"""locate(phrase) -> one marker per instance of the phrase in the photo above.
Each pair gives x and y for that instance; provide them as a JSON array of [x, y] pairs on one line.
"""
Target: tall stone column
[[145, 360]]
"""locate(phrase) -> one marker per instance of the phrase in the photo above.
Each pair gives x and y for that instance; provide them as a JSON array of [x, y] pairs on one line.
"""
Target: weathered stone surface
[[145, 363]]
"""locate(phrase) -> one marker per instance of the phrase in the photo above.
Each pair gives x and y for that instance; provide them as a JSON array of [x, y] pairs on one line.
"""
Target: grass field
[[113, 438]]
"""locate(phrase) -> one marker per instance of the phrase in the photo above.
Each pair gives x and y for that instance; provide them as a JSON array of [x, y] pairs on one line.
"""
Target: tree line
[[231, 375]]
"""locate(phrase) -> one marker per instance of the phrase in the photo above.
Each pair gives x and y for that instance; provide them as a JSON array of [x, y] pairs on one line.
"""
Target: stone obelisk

» **What you should do**: Can you edit the records above so that every "Target" becomes "Object" and nothing else changes?

» **Full response**:
"""locate(phrase) -> one marker per instance of the phrase in the photo above.
Each pair gives x and y for that instance; provide them as a JSON array of [x, y] pairs on one line.
"""
Object: tall stone column
[[145, 360]]
"""locate(phrase) -> one marker per instance of the phrase in the photo above.
Each pair gives x and y for that instance; provide them as a JSON array of [x, y] pairs on one line.
"""
Object: weathered stone surface
[[145, 363]]
"""locate(phrase) -> one marker per instance of the phrase in the photo above.
Each pair gives x and y for that instance; provide them as a JSON array of [x, y] pairs on one line.
"""
Object: grass field
[[113, 438]]
"""locate(phrase) -> one marker per instance of the phrase in the photo above.
Each pair gives x and y for that instance; provide them as a JSON array of [x, y] pairs on one line.
"""
Object: tree line
[[231, 375]]
"""locate(phrase) -> one marker per instance of the phrase in the photo above.
Each pair gives x and y for that instance; provide them as a JSON array of [x, y] pairs on one line.
"""
Object: stone obelisk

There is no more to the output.